• [所给文本]
起诉书称:2007年3、4月份,承建该中心弱电工程的某公司市场副总监李某,为在弱电工程上得到叶某的照顾,送给叶某5万元现金,叶某予以收受;2007年11月份,承建该中心装修工程的实际承建人郑某,为在工程款结算中能得到叶某的照顾,送给叶某2万元现金,叶某予以收受。检察机关认为:叶某在担任中心主任期间,利用职务上的便利,为他人谋取利益,收受他人贿赂,共计人民币7万元,其行为事实清楚,证据确实充分,应当以受贿罪再追究其刑事责任。

【律师调查】

叶某家属委托浙江初阳律师事务所楼献律师和本人协助,担任了叶某的一审辩护人。在律师会见时叶某即向律师反映其在侦查阶段受到刑讯逼供,在此之前叶某也已向驻所检察官反映过,其在侦查阶段所作的有罪供述是在侦查机关逼供、诱供情形下才作出的,是违心的、虚假的。叶某向律师说:2009年11月9日,叶某向看守民警提出要求见检察院纪检组。11月10日,叶某向驻看守所检察官反映了非正常审讯的情况。11月11日、12日,办案人员两次提审叶某,进行了威胁。11月13日、16日、18日,叶某向律师反映了非正常审讯情况,并辩解未收取贿赂。11月20日,叶某又向某县检察院起诉科检察官反映了非正常审讯情况,并辩解未收受贿赂,但起诉科的检察官竟然未对此作记录。在会见律师时,叶某多次讲述了被屈打成招的具体过程:跪扫帚柄、反铐、吊起来、被拳击、被打耳光、手脚都肿起来,生不如死,想自杀。侦查人员讲:如果招了,给判缓刑,甚至给提供立功线索。如再不招,把老婆抓进来让她也吃苦头。

• [任务数据]
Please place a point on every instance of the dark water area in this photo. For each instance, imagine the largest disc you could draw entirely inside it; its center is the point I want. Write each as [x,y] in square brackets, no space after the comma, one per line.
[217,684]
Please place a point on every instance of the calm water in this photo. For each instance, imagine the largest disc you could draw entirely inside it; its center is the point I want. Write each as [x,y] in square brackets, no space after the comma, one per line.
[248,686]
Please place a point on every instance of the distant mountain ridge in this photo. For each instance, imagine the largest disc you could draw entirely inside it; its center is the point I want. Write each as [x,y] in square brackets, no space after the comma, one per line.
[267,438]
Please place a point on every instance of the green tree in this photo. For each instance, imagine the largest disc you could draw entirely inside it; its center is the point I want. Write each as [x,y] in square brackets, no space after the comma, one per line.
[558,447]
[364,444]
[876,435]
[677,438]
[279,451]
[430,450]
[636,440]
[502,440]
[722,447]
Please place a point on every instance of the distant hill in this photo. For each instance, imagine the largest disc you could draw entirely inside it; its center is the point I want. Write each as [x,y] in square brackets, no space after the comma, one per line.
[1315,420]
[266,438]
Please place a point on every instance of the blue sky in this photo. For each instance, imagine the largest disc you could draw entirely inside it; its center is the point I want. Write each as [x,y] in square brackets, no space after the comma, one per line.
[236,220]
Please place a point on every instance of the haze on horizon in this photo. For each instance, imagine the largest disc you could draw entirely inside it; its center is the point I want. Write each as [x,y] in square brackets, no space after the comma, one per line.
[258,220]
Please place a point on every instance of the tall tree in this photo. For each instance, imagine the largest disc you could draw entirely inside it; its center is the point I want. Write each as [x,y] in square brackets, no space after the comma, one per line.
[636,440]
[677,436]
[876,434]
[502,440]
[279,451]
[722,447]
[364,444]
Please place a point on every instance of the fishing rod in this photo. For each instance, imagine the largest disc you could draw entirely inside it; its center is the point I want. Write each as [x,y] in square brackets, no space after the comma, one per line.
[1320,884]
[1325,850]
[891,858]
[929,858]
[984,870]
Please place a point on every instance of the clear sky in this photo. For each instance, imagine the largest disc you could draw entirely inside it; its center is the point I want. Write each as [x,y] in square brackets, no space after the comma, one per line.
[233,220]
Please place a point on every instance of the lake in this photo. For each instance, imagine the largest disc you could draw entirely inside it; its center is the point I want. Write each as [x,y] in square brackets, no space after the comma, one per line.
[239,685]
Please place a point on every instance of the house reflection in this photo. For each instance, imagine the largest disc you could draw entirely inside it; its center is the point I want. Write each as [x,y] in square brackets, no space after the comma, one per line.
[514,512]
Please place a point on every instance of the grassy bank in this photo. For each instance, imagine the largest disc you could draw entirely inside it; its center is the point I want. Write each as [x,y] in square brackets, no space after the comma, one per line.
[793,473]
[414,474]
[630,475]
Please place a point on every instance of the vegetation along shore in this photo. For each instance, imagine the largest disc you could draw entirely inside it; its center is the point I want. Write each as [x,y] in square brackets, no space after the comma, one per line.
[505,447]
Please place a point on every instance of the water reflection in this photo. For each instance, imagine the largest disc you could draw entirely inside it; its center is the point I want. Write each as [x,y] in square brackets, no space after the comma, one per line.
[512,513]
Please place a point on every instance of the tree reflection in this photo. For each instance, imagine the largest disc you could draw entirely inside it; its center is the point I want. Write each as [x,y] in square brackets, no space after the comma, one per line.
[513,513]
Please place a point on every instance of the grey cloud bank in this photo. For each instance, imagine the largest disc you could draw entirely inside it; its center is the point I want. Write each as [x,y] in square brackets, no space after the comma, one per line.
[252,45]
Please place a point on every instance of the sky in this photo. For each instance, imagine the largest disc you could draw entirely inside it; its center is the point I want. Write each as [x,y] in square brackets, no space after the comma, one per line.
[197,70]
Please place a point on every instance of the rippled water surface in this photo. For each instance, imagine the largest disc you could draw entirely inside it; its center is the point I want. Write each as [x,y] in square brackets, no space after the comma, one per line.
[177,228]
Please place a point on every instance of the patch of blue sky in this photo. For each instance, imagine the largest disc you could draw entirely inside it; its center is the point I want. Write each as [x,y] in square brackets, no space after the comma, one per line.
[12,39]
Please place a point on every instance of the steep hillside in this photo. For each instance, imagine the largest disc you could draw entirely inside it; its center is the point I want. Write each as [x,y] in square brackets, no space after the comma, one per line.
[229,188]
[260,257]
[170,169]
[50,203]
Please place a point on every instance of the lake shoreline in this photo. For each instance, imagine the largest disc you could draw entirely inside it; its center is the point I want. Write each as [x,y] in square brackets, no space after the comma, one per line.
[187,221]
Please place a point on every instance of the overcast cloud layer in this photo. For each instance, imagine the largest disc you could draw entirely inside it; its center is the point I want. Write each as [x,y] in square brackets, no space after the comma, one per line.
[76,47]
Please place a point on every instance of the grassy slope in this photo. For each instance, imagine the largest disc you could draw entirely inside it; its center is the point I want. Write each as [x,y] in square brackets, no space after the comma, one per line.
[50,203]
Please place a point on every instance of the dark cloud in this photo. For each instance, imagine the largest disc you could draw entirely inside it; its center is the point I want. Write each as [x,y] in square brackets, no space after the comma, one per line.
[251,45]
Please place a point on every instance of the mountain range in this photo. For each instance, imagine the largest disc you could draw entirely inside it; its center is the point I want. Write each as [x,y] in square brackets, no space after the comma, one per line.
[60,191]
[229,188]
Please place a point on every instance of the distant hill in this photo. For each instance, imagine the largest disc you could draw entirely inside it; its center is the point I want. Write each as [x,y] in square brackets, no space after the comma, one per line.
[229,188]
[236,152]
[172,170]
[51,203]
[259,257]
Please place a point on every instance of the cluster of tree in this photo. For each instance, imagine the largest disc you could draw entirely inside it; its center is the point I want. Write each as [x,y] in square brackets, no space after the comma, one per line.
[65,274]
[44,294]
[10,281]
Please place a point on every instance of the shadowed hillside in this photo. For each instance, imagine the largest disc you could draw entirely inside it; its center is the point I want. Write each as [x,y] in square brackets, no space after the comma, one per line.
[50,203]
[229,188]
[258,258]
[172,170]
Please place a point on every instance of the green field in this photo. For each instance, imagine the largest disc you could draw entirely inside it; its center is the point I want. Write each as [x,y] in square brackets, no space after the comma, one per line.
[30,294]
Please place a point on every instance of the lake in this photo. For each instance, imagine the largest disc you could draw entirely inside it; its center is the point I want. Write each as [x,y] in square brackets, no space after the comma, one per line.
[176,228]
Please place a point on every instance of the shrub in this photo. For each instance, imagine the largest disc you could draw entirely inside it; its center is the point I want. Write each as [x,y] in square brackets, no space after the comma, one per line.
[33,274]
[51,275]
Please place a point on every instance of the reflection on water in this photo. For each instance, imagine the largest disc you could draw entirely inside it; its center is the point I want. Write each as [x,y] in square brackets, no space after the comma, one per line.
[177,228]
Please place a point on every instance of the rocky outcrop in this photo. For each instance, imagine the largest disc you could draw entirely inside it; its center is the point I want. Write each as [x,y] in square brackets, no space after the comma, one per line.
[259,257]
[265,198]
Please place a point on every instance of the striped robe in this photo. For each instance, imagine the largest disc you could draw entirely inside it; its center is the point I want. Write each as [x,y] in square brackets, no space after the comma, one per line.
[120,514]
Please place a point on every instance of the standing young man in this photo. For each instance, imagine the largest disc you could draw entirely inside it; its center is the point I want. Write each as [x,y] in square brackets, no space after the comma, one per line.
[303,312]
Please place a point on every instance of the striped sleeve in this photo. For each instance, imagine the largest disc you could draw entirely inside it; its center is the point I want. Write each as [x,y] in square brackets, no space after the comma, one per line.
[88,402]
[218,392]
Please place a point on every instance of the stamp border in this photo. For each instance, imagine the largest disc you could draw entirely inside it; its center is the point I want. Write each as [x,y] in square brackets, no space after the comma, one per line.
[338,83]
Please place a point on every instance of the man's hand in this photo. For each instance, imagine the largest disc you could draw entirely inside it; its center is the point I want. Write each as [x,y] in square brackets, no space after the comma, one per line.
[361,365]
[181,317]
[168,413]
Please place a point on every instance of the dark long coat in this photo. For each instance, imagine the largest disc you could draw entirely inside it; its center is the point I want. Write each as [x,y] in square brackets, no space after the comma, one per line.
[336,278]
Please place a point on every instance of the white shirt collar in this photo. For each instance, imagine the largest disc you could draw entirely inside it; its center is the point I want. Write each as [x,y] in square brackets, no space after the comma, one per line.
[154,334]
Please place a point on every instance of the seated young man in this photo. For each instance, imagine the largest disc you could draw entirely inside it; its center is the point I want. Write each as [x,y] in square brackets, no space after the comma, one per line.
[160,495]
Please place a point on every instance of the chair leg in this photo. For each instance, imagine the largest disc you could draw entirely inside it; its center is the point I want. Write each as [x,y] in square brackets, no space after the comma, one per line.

• [练习题]
**A.** 数据行中有哪些行含有字符串“haze”?请把这些行逐一列出。
**B.** 请从叶某受贿案这段文字的最后一句之后接着续写。

• [参考答案]
**A.**
Please place a point on every instance of the haze on horizon in this photo. For each instance, imagine the largest disc you could draw entirely inside it; its center is the point I want. Write each as [x,y] in square brackets, no space after the comma, one per line.

**B.**
律师对叶某反映的情况高度重视,立即向看守所驻所检察官了解情况。经过会见和阅卷,律师发现,此案在基本事实方面存在诸多疑点,侦查机关存在刑讯逼供的嫌疑。案卷材料中提审记录显示:在2009年10月13日23时—18日7时期间,侦查机关共对叶某进行了9次车轮式审讯,这9次审讯却只有一份笔录,在该份笔录中,叶某明确表示自己无罪。直到10月18日9时后,审讯笔录才首次出现叶某认罪的记录。从无罪辩解到有罪供述,六天时间里,日夜连续审讯时间长达101个小时。在本案中,侦查人员虽然每次审讯没有超过12小时,但中间相隔1个小时左右又开始审讯,叶某连续6天6夜没有睡觉和休息是事实。结合叶某的身体状况以及案卷材料反映出的行贿基本事实方面的重大疑点,律师认为,此案侦查机关涉嫌刑讯逼供,很可能是一起冤假错案。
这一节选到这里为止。